> Text segment:
** Begin **

From 0a22335e660b74935a6eb85099933738f495d1ca Mon Sep 17 00:00:00 2001
From: Eduardo Gonzalez Ponferrada <edugp91@gmail.com>
Date: Wed, 1 Sep 2021 22:49:49 -0700
Subject: [PATCH] [Flax/run_hybrid_clip] Fix duplicating images when
 captions_per_image exceeds the number of captions, enable truncation

---
 .../jax-projects/hybrid_clip/run_hybrid_clip.py          | 9 ++++++---
 1 file changed, 6 insertions(+), 3 deletions(-)

diff --git a/examples/research_projects/jax-projects/hybrid_clip/run_hybrid_clip.py b/examples/research_projects/jax-projects/hybrid_clip/run_hybrid_clip.py
index b9200e0b2b..8d2648811d 100644
--- a/examples/research_projects/jax-projects/hybrid_clip/run_hybrid_clip.py
+++ b/examples/research_projects/jax-projects/hybrid_clip/run_hybrid_clip.py
@@ -224,8 +224,9 @@ class ImageTextDataset(VisionDataset):
         self.image_paths = []
 
         for example in examples:
-            self.captions.extend(example["captions"][:captions_per_image])

** End **

[Records]
** Begin **

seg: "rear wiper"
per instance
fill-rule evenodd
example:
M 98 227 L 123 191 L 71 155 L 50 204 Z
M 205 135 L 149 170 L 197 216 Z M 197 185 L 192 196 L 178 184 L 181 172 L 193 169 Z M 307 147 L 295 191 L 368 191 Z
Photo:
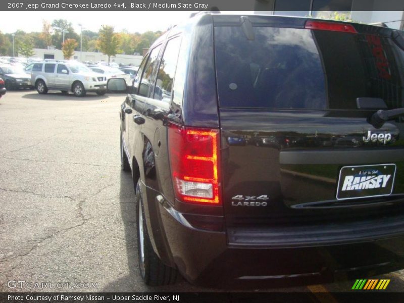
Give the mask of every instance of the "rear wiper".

** End **
** Begin **

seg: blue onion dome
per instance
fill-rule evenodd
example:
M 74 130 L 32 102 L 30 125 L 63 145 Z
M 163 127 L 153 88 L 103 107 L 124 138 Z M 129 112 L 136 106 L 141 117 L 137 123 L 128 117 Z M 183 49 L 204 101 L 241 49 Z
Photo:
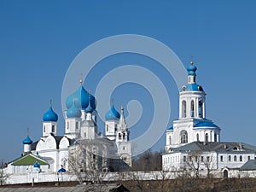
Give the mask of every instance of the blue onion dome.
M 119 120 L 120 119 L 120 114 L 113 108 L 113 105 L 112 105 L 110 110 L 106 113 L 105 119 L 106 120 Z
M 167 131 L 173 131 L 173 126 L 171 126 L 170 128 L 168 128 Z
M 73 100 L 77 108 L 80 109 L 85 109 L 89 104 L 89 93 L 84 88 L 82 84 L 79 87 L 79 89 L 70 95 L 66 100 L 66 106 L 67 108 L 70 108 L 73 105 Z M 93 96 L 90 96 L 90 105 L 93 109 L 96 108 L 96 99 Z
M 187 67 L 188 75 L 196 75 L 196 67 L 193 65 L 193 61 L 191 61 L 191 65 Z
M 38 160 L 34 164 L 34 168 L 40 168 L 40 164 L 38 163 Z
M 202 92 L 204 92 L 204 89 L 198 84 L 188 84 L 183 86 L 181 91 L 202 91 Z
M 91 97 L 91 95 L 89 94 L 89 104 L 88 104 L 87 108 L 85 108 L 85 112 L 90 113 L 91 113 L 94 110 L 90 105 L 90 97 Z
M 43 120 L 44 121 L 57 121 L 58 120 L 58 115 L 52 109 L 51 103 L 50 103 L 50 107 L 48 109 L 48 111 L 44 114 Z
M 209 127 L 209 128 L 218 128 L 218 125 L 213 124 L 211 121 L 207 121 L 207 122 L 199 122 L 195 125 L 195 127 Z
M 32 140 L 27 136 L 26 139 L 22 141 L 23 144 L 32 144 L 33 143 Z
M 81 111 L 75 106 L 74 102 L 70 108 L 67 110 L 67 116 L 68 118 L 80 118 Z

** End **
** Begin **

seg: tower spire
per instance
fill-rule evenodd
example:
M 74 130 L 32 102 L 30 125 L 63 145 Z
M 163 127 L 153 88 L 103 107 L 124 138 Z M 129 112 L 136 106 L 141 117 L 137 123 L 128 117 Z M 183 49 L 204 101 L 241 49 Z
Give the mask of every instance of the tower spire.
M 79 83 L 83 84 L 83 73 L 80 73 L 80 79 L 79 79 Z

** End **

> Exercise goal:
Copy the patch word for word, from "From 0a22335e660b74935a6eb85099933738f495d1ca Mon" up to and including "insertions(+), 3 deletions(-)".

> Response to the exercise:
From 0a22335e660b74935a6eb85099933738f495d1ca Mon Sep 17 00:00:00 2001
From: Eduardo Gonzalez Ponferrada <edugp91@gmail.com>
Date: Wed, 1 Sep 2021 22:49:49 -0700
Subject: [PATCH] [Flax/run_hybrid_clip] Fix duplicating images when
 captions_per_image exceeds the number of captions, enable truncation

---
 .../jax-projects/hybrid_clip/run_hybrid_clip.py          | 9 ++++++---
 1 file changed, 6 insertions(+), 3 deletions(-)